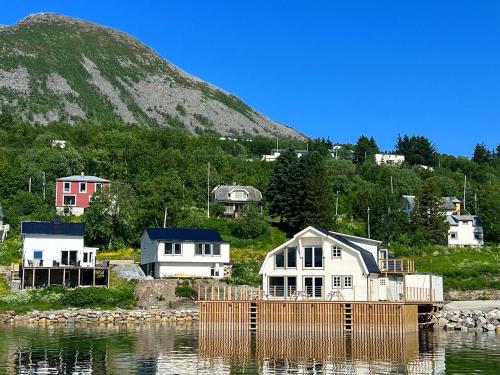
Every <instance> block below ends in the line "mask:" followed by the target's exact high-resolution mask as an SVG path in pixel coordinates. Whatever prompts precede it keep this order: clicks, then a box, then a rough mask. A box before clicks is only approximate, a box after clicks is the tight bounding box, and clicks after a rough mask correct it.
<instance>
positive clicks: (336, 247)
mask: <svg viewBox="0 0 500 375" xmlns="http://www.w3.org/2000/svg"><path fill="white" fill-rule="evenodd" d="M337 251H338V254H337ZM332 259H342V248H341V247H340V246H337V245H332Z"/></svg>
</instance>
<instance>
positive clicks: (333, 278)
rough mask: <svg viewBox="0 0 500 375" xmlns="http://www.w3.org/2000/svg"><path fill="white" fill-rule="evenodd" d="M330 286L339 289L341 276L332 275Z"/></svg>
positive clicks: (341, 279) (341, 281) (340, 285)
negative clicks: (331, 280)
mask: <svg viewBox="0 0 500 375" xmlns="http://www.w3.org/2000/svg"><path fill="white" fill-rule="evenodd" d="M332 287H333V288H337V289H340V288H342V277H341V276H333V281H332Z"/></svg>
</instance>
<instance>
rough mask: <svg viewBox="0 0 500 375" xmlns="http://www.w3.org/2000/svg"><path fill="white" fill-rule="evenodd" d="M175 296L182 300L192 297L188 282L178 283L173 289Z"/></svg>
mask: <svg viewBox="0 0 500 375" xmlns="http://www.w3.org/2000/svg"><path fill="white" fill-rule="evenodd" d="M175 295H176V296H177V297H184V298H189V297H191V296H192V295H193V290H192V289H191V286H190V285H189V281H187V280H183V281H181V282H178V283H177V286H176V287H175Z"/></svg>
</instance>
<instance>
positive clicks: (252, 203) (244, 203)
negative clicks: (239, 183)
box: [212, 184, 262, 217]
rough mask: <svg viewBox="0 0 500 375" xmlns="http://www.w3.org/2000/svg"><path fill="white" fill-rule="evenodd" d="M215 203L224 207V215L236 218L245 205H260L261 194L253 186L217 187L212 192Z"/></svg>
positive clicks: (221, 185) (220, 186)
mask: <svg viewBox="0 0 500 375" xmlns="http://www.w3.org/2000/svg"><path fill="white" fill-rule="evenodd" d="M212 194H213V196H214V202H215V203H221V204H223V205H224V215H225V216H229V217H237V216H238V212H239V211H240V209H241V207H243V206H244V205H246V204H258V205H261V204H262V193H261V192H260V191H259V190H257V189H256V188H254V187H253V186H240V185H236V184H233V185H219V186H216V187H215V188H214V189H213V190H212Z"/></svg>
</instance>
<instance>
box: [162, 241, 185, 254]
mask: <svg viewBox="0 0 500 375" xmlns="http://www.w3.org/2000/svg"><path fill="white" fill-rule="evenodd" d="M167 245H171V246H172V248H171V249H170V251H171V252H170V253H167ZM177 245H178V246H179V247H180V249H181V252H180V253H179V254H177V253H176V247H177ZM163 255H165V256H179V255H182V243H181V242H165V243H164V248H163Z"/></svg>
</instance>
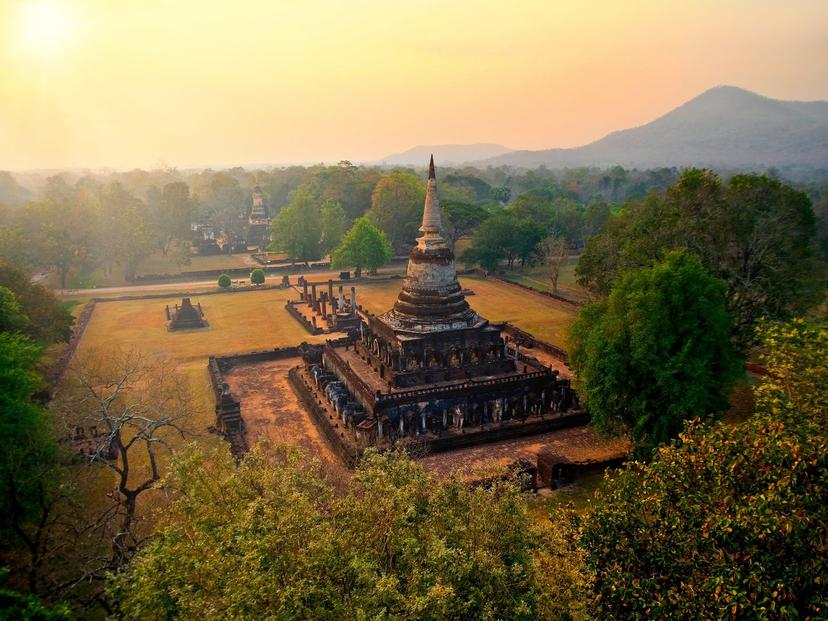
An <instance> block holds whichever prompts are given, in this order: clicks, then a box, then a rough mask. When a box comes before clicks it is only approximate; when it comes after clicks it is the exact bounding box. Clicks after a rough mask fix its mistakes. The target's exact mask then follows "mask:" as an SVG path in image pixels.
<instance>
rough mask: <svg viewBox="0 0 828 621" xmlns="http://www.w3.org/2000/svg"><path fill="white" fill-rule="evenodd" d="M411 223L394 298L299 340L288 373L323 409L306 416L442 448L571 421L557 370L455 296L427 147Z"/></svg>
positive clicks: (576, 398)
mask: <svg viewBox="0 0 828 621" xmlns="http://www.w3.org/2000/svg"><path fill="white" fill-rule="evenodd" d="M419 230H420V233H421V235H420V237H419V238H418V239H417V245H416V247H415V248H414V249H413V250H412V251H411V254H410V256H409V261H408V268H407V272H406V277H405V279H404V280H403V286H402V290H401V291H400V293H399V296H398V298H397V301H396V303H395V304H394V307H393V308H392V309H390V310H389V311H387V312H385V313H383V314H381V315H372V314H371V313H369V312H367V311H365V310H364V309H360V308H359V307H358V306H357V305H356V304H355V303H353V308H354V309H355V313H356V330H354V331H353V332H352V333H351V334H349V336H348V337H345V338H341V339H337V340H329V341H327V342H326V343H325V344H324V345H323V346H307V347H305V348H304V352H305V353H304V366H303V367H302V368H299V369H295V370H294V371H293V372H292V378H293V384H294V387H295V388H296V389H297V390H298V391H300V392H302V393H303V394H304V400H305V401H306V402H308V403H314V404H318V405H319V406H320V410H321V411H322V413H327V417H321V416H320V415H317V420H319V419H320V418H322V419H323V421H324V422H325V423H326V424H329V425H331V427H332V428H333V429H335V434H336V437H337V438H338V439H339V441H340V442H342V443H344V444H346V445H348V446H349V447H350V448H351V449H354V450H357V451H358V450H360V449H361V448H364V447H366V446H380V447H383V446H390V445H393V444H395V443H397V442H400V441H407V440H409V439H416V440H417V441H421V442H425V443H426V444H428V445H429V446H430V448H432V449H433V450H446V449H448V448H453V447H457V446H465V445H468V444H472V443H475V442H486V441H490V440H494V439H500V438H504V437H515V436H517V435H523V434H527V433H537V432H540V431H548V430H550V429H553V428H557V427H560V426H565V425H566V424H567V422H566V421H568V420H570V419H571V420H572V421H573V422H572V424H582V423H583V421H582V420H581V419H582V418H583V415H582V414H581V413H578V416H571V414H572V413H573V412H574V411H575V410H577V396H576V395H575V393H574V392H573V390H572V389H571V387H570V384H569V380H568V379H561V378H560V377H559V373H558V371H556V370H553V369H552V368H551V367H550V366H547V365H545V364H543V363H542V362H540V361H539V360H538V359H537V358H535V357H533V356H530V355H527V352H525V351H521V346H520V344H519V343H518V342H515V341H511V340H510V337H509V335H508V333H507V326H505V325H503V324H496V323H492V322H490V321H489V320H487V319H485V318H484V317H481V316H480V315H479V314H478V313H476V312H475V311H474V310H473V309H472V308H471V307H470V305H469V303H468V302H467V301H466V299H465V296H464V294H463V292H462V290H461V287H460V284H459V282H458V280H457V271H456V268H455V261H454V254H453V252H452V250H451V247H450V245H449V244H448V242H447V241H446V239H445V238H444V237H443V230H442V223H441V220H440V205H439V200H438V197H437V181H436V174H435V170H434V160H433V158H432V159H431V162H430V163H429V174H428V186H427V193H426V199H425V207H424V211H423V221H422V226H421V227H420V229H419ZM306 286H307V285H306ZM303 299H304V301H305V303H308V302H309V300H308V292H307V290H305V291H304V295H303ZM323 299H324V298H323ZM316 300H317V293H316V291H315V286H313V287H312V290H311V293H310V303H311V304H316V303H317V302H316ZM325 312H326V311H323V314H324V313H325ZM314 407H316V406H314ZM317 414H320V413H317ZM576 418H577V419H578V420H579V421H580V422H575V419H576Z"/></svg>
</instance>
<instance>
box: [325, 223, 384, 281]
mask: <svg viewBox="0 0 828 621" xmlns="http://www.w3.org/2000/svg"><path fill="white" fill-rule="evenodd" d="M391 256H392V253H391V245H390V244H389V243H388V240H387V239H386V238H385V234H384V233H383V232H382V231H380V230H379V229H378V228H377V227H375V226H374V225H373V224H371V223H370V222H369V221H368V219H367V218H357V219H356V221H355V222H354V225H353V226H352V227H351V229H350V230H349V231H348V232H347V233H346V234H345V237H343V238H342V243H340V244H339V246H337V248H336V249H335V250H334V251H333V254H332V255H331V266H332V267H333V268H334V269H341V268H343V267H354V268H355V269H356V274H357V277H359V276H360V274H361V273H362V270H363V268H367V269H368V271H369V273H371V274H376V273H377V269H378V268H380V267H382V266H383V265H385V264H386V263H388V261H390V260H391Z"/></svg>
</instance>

********************

§ Problem details
Copy every line above that contains the string "clicks", matching its case exactly.

§ Expected output
Every <instance> block below ends in the line "mask:" followed by the target's exact high-resolution mask as an SVG path in pixel coordinates. Whatever prompts precede it keep this order: clicks, then a box, then a rough mask. A box before clicks is only approximate, a box after clicks is the tight bounding box, and clicks after a rough mask correct it.
positive clicks: (336, 247)
positive clicks: (333, 278)
positive clicks: (341, 279) (341, 281) (340, 285)
negative clicks: (331, 280)
positive clicks: (252, 203) (244, 203)
negative clicks: (239, 183)
positive clicks: (221, 185) (220, 186)
An <instance> block holds whichever prompts are given, in this order: clicks, then a box, then a rough mask. When a box comes before clicks it is only approximate; when it comes after clicks it is the exact bounding box. Clicks after a rough mask fix its mistakes. The target's exact mask then follows "mask:" as an SVG path in image pixels.
positive clicks: (576, 398)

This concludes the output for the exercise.